**EXERCISES TO COMPLETE**
[1] In the fashion piece, how would you shorten the paragraph that begins "Like, I guess. I'm bored of them" into a brief list that keeps its main facts?
[2] In the fashion piece, what car did the writer scuttle away to after returning the mail?

**TEXT SECTION**
----
A tall-‘n’-ombre-d handful of my girlfriends work in and around fashion and here is a lil’ random sampling from my Gmails yesterday: “Come hang, whoremouth” and “ROLLERCOASTERS INSPIRED BY MOVIES AND NAMED SOMETHING RANDOM TO AVOID COPYRIGHT INFRINGEMENT” and “Major love. Major lazer.” Like, see how their golden-flossy emailing-me brains are unconsciously just like “How can I make this textual moment juuuuust cuter?”
TOTEBAGS, PT II
I hate bags generally (instead I walk around with armfuls of things, of jangling car keys and rape whistles and Dior powders and too-big Cats 1000 and a mom-wallet) and I especially hate totebags (like a year ago I wrote this: “Want to hear my new expression for that mood where you are sleepy and allergic to fun and not fit for human consumption? ‘Totebag’”). BUT those Céline trapeze totebags? Those Rochas totes? I want to bukkake-splatter their insideswith millions of lipsticks and Kleenex mini-packs and loose painkillers! I want to so bad!!! Oooooh it makes my area hurt.
Like, I guess. I’m bored of them, they are boring, I am bored of being bored of them but I’m also bored of being miles too poor for this to be an acceptable perspective. This is a nothing thing, I guess. Except, I just want to tell you the best joke I ever made, which was when my friend Max was like “Miu Miu for Ford?“ and I was like “Akris for 7-11” RIGHT? What would that be LIKE! OK I’m no longer bored: new thing is collabos like Akris for 7-11. “Etro for Mr. Lube.”
When fashion is filtered through the Teen Choice Awards and your one friend with a stupid and divorced and indulgent mother and Vogue, it’s so distant and also shitty and such an egregious eye-roll. But then it’s also like, you’re reading old copies of The Face or catch a look on the corner with the right architecture of angles and textures and oh right. A few months ago I returned some mail (long story) to Maison Martin Margiela in LA and, not to be fashion-racist (like, I know enough about the Antwerp Six to have marginal opinions and know MM to be just outside of it, but I don’t know know, and am still a gigglepuss about this incident), but this Princess Lea-plus-Bjork-plus-Diana Vreeland person took the mail from me with this sense of ceremony and I was thinking, like, “Do I bow, here?” and, “Can I just sit down on the floor in my army jacket with cut-off sleeves and literalism-oriented Gucci preferences?” and then just scuttled away to my Volkswagen Golf, you know? It was so scary and perfect!
BOOOOOOOTS. Like, your old Docs will be far too dainty for the boot action coming up this fall, you guys. Oooooooh I have a shiver moving slow and dull up my spine, like dry fingertips. Have you ever like bought boots—all that pulling, lacing, sweat, the black leather, ponytails bouncing o’er shoulders with the effort—and not lucid-hallucinated that you were in some dreamy softcore?
----
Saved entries
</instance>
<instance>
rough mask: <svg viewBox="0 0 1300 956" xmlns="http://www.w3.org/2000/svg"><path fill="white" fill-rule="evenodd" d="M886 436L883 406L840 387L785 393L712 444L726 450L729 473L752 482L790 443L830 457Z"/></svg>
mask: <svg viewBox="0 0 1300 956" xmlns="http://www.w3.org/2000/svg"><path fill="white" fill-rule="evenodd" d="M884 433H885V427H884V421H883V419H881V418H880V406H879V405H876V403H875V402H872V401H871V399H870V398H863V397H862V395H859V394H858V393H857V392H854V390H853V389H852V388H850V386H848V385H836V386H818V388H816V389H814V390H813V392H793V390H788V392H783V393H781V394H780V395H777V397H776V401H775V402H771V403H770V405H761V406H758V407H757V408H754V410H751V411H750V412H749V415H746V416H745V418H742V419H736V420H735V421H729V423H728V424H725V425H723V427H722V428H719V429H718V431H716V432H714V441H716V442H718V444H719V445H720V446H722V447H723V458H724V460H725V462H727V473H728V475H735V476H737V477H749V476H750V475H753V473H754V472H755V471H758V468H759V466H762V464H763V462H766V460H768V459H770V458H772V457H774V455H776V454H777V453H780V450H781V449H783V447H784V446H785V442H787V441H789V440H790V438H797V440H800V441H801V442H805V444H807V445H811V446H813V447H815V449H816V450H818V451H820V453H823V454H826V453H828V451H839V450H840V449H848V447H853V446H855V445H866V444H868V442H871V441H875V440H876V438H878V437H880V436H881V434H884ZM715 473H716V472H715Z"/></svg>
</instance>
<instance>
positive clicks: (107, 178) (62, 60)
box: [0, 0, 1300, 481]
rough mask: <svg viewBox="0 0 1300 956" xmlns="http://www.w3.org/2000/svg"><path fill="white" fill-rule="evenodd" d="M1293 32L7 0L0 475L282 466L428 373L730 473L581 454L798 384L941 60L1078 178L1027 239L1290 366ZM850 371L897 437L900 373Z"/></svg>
----
**RESULTS OF THE TASKS**
[1]
- The writer is bored of the totebags and bored of being bored of them, but also bored of being too poor for that view to be acceptable.
- The writer calls it a nothing thing.
- The writer's best joke: when a friend, Max, asked "Miu Miu for Ford?", the writer answered "Akris for 7-11."
- The writer's new interest is collaborations like "Akris for 7-11" and "Etro for Mr. Lube."

[2] A Volkswagen Golf.